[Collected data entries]
# # # # #
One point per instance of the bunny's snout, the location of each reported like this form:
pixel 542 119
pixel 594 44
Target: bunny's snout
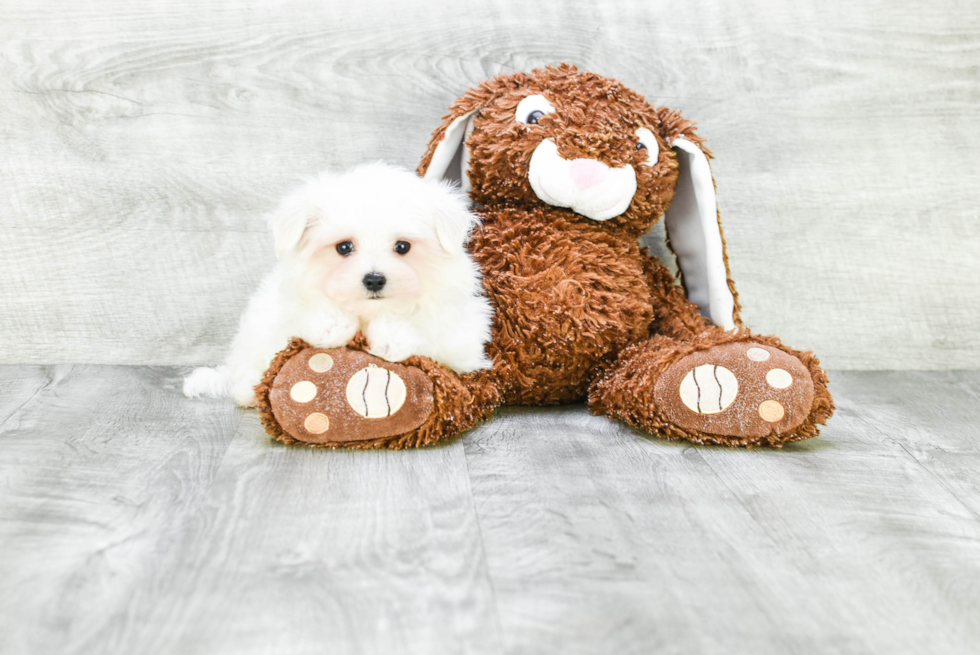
pixel 587 173
pixel 586 186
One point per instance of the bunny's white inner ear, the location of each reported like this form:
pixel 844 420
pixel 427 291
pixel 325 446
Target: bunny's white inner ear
pixel 451 158
pixel 692 226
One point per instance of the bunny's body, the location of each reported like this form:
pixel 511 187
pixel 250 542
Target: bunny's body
pixel 567 170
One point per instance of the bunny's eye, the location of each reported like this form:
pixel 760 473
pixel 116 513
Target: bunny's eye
pixel 647 143
pixel 531 109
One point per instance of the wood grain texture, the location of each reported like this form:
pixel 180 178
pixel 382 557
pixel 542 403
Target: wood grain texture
pixel 96 472
pixel 133 520
pixel 865 540
pixel 142 144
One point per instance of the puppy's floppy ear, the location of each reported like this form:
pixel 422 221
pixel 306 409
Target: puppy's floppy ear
pixel 290 219
pixel 451 218
pixel 693 226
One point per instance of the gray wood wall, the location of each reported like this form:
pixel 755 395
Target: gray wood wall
pixel 140 144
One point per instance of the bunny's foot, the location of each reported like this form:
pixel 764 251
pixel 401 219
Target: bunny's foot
pixel 345 397
pixel 725 388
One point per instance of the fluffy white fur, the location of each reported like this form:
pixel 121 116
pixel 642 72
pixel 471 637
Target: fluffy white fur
pixel 432 302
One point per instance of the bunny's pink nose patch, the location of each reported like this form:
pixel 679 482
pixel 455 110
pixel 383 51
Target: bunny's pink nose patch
pixel 587 172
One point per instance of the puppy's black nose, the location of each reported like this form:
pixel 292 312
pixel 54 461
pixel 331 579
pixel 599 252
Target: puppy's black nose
pixel 374 282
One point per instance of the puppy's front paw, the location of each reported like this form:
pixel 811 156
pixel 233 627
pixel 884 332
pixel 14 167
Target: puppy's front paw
pixel 334 336
pixel 390 351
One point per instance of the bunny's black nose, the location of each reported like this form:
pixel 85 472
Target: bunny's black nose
pixel 374 282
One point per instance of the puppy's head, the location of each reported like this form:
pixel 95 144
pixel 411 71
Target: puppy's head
pixel 376 238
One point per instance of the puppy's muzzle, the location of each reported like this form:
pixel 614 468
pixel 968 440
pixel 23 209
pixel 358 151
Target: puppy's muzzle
pixel 374 282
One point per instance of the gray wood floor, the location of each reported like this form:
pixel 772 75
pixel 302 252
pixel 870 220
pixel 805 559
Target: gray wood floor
pixel 133 520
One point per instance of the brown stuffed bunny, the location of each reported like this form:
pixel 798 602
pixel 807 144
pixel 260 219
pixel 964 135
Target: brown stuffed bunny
pixel 568 170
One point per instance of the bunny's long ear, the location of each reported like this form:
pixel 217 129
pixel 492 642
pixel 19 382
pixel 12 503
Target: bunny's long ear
pixel 449 159
pixel 694 234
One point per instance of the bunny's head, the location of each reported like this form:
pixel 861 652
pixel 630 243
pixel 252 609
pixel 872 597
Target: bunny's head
pixel 589 145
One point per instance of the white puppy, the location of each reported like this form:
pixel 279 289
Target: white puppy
pixel 377 249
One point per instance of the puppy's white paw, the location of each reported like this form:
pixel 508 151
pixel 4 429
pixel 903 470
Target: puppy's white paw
pixel 335 336
pixel 390 351
pixel 206 381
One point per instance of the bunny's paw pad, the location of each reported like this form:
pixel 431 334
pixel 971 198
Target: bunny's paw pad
pixel 740 390
pixel 337 396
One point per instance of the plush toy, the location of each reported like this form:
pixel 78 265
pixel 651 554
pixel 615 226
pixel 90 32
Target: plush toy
pixel 568 170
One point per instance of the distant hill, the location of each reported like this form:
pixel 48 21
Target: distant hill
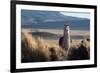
pixel 52 20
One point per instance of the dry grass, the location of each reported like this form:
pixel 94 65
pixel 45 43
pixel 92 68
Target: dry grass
pixel 36 49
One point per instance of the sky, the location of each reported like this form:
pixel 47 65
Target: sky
pixel 77 14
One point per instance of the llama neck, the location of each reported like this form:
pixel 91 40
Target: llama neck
pixel 66 40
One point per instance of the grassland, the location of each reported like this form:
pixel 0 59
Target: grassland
pixel 42 45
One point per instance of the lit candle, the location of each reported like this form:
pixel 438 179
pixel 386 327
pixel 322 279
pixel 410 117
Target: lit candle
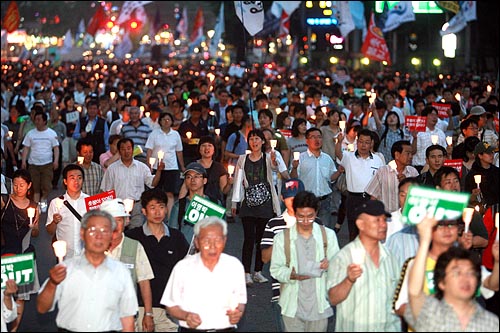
pixel 129 205
pixel 59 250
pixel 230 170
pixel 31 214
pixel 467 217
pixel 434 139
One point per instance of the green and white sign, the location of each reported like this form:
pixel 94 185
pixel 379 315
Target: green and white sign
pixel 199 208
pixel 443 205
pixel 19 268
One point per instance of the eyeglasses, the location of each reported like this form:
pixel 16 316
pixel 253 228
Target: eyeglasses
pixel 93 231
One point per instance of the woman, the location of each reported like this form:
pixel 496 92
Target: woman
pixel 254 171
pixel 17 229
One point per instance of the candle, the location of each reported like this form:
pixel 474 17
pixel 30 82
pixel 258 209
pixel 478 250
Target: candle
pixel 230 170
pixel 467 217
pixel 160 155
pixel 129 205
pixel 358 256
pixel 31 214
pixel 59 250
pixel 434 139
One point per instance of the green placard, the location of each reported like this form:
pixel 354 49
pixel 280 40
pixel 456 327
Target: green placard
pixel 19 268
pixel 199 208
pixel 444 205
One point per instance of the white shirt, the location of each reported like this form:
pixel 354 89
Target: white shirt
pixel 194 288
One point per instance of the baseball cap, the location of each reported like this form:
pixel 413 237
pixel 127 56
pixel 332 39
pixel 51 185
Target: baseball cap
pixel 477 110
pixel 115 207
pixel 196 167
pixel 483 147
pixel 373 208
pixel 291 187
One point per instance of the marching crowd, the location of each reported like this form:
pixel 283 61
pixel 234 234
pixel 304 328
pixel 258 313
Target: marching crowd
pixel 290 156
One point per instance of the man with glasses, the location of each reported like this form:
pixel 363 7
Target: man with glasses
pixel 93 292
pixel 300 259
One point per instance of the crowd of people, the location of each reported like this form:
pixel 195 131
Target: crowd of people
pixel 290 156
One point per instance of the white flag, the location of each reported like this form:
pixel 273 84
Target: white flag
pixel 251 14
pixel 218 30
pixel 399 14
pixel 127 9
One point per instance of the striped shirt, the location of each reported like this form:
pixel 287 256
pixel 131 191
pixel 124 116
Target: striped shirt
pixel 368 307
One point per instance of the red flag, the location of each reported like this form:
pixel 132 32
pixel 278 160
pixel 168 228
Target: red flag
pixel 374 46
pixel 199 21
pixel 97 21
pixel 11 18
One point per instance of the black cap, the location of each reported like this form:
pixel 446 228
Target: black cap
pixel 373 208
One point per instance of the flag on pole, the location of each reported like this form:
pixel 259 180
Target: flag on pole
pixel 374 47
pixel 11 19
pixel 399 14
pixel 218 30
pixel 251 14
pixel 199 21
pixel 127 9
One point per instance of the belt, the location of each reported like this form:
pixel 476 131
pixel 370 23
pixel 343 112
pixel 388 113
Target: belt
pixel 361 194
pixel 229 329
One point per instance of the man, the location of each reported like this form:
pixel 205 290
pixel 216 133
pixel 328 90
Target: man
pixel 42 146
pixel 128 177
pixel 132 254
pixel 317 169
pixel 207 290
pixel 165 247
pixel 61 221
pixel 93 292
pixel 457 276
pixel 289 190
pixel 92 171
pixel 362 290
pixel 384 184
pixel 301 268
pixel 360 166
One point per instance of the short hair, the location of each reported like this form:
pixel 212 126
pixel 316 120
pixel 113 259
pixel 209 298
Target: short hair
pixel 454 253
pixel 153 194
pixel 71 167
pixel 97 213
pixel 208 221
pixel 305 199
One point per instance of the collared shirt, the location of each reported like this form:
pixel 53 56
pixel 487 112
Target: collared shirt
pixel 316 172
pixel 169 143
pixel 93 299
pixel 359 171
pixel 142 266
pixel 222 289
pixel 93 178
pixel 128 182
pixel 367 308
pixel 69 228
pixel 384 185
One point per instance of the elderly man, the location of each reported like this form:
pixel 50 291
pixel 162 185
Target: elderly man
pixel 207 291
pixel 93 292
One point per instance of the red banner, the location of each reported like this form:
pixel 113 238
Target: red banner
pixel 442 109
pixel 416 123
pixel 95 201
pixel 374 46
pixel 11 19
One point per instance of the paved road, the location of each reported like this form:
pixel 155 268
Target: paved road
pixel 258 315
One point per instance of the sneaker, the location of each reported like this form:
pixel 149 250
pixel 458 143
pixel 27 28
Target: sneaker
pixel 248 279
pixel 258 277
# # # # #
INSTRUCTIONS FOR THE TASK: Format the records as a JSON list of strings, one string per line, beginning at the first line of the records and continuing through the line containing "pixel 587 172". Include both ends, omit blank lines, and leave the pictures out.

WRITTEN SOLUTION:
[
  "One point per instance of the bunny's snout, the location of each reported like this form:",
  "pixel 542 119",
  "pixel 594 44",
  "Target: bunny's snout",
  "pixel 587 173",
  "pixel 586 186",
  "One point per instance of the bunny's white inner ear, the location of each reported like this form:",
  "pixel 844 420",
  "pixel 427 291",
  "pixel 325 446",
  "Target: bunny's white inner ear",
  "pixel 451 158",
  "pixel 692 226",
  "One point per instance of the bunny's body, the location of each reported like this form:",
  "pixel 511 187",
  "pixel 250 542",
  "Target: bunny's body",
  "pixel 567 170",
  "One point per instance of the bunny's eye, the location of each reported like this form:",
  "pixel 760 473",
  "pixel 116 513",
  "Target: bunny's eye",
  "pixel 647 143",
  "pixel 531 109",
  "One point per instance of the wood grain texture, the location of each reported like this form:",
  "pixel 180 178",
  "pixel 382 557",
  "pixel 542 403",
  "Target: wood grain texture",
  "pixel 96 472",
  "pixel 133 520",
  "pixel 865 540",
  "pixel 142 144",
  "One point per instance of the puppy's floppy ear, the location of each reported like this form:",
  "pixel 422 221",
  "pixel 306 409",
  "Target: puppy's floppy ear",
  "pixel 290 219",
  "pixel 451 218",
  "pixel 693 226",
  "One point per instance of the gray wood wall, the location of each reported like this form:",
  "pixel 755 395",
  "Target: gray wood wall",
  "pixel 140 144",
  "One point per instance of the bunny's foot, the location of each reported like this form:",
  "pixel 764 251",
  "pixel 401 219",
  "Target: bunny's foot",
  "pixel 345 397",
  "pixel 725 388",
  "One point per instance of the fluffy white fur, the location of each reported like this form:",
  "pixel 121 116",
  "pixel 642 72",
  "pixel 471 637",
  "Target: fluffy white fur",
  "pixel 432 302",
  "One point per instance of the bunny's pink nose patch, the location of each reported like this form:",
  "pixel 679 482",
  "pixel 455 110",
  "pixel 383 51",
  "Target: bunny's pink nose patch",
  "pixel 587 172"
]